* **WHAT TO DO**: Count how many lines in the data below contain the string "cloud". Reply with the number alone.

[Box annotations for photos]
******************************

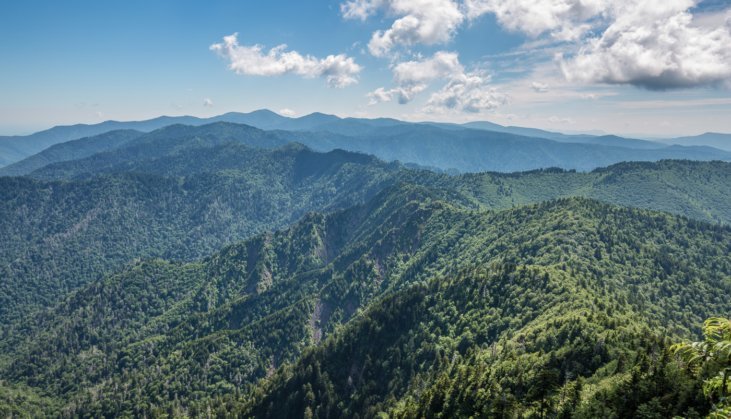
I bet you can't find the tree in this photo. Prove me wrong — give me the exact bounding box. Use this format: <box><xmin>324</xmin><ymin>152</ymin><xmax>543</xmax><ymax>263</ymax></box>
<box><xmin>671</xmin><ymin>317</ymin><xmax>731</xmax><ymax>418</ymax></box>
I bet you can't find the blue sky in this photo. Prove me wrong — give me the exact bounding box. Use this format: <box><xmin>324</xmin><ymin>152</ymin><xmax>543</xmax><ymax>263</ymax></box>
<box><xmin>0</xmin><ymin>0</ymin><xmax>731</xmax><ymax>136</ymax></box>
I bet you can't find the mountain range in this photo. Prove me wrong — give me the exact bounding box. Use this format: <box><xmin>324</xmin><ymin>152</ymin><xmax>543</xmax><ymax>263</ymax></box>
<box><xmin>0</xmin><ymin>110</ymin><xmax>731</xmax><ymax>175</ymax></box>
<box><xmin>0</xmin><ymin>111</ymin><xmax>731</xmax><ymax>418</ymax></box>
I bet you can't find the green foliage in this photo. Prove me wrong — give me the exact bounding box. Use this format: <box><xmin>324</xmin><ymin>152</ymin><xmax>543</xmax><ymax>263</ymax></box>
<box><xmin>672</xmin><ymin>317</ymin><xmax>731</xmax><ymax>418</ymax></box>
<box><xmin>0</xmin><ymin>185</ymin><xmax>731</xmax><ymax>417</ymax></box>
<box><xmin>0</xmin><ymin>124</ymin><xmax>731</xmax><ymax>418</ymax></box>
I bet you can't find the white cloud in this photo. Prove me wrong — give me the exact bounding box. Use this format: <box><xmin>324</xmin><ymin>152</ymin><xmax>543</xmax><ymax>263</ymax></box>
<box><xmin>210</xmin><ymin>33</ymin><xmax>362</xmax><ymax>88</ymax></box>
<box><xmin>530</xmin><ymin>81</ymin><xmax>548</xmax><ymax>93</ymax></box>
<box><xmin>425</xmin><ymin>72</ymin><xmax>507</xmax><ymax>113</ymax></box>
<box><xmin>560</xmin><ymin>0</ymin><xmax>731</xmax><ymax>90</ymax></box>
<box><xmin>340</xmin><ymin>0</ymin><xmax>464</xmax><ymax>57</ymax></box>
<box><xmin>548</xmin><ymin>116</ymin><xmax>574</xmax><ymax>125</ymax></box>
<box><xmin>464</xmin><ymin>0</ymin><xmax>611</xmax><ymax>40</ymax></box>
<box><xmin>368</xmin><ymin>51</ymin><xmax>506</xmax><ymax>113</ymax></box>
<box><xmin>368</xmin><ymin>51</ymin><xmax>464</xmax><ymax>105</ymax></box>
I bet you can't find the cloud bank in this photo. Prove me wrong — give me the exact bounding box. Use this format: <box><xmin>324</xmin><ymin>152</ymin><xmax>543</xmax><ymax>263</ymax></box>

******************************

* **ANSWER FOR THIS EXERCISE**: 2